• **THE EXERCISE**
Reproduce each of the items below with "hiker" changed to "climber" at every occurrence, leaving everything else as it is.

• **STORED ROWS**
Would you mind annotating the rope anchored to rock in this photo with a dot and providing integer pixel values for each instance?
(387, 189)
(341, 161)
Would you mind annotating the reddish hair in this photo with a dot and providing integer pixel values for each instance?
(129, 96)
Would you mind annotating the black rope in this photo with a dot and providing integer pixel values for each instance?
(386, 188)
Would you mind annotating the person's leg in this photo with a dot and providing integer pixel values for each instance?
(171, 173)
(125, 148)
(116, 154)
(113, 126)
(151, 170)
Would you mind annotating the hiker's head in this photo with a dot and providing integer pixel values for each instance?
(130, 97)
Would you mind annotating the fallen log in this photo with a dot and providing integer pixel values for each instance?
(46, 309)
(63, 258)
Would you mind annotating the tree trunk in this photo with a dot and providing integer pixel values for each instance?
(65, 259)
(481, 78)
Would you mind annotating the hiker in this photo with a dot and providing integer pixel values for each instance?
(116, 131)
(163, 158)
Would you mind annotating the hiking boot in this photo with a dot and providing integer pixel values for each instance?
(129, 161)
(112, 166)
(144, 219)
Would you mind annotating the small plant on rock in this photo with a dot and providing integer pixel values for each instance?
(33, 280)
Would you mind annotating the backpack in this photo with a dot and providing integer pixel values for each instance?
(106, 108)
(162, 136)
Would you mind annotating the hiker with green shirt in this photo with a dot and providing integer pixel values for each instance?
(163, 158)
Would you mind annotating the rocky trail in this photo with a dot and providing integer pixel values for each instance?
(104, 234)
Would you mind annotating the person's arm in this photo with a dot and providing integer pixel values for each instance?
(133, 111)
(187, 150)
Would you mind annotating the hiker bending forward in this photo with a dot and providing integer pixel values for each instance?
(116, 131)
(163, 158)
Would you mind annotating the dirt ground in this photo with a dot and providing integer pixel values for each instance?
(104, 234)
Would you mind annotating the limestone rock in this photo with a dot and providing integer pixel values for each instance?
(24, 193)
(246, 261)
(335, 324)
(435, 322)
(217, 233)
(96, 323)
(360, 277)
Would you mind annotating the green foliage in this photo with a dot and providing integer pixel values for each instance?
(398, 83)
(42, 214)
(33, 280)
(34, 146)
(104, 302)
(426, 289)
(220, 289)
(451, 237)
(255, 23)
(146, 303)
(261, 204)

• **THE COMPLETED TASK**
Would you mind annotating the rope anchored to rock in this photo with a dot and providing integer pixel values for each instance?
(387, 189)
(341, 161)
Would you mind annotating the reddish hair in this photo with a dot and providing integer pixel values for each instance?
(129, 96)
Would you mind annotating the black rope in this photo with a dot and providing integer pixel values for each instance?
(386, 188)
Would you mind annotating the person's leg in this photo with a dot and providing integer pixel values for each instance?
(171, 173)
(125, 148)
(116, 154)
(113, 126)
(151, 170)
Would you mind annotating the climber's head in this photo with a dot and providing integer pixel values for each instance?
(130, 97)
Would you mind annotating the fallen log in this photo with a dot and providing integer pixel values for each instance?
(46, 309)
(63, 258)
Would you mind annotating the tree trunk in this photo with a dot and providing integer pixel values for each instance?
(65, 259)
(481, 78)
Would you mind annotating the climber in this photo with a dot and providing integer pixel values for each instance?
(116, 131)
(163, 158)
Would you mind annotating the hiking boot in this photo with a dot and providing integer pixel values for each instance?
(129, 161)
(112, 166)
(144, 219)
Would you mind annotating the small plant on rock in this photo with a dot and providing integer pixel values for each instance?
(33, 280)
Would you mind annotating the backpack in this photo with a dot and providing integer pixel values for each instance?
(106, 108)
(162, 136)
Would you mind annotating the climber with green shirt in this photo with a dot and providing integer pixel values for each instance?
(163, 158)
Would you mind annotating the rocky trail in this photo with a dot and providing integer pixel values for each instance?
(104, 234)
Would you mind annotating the person's arm in this photo with a dot and providing integer pixel values for each instance?
(133, 111)
(187, 150)
Would you mind annotating the climber bending forward in this photo with a dot and providing integer pixel values for each instance?
(116, 131)
(163, 158)
Would you mind annotating the dirt ground in this photo with a dot and providing integer pixel values for each instance?
(104, 234)
Would you mind annotating the limestone rock in this photo with a dot and providing integer pixel values for each instance?
(24, 193)
(246, 261)
(335, 324)
(435, 322)
(217, 233)
(96, 323)
(360, 277)
Would you mind annotating the green foliage in this photo with a dot and providing integer pixel values for each instance?
(398, 83)
(42, 214)
(33, 280)
(34, 146)
(104, 302)
(426, 289)
(220, 289)
(451, 237)
(255, 23)
(146, 303)
(261, 204)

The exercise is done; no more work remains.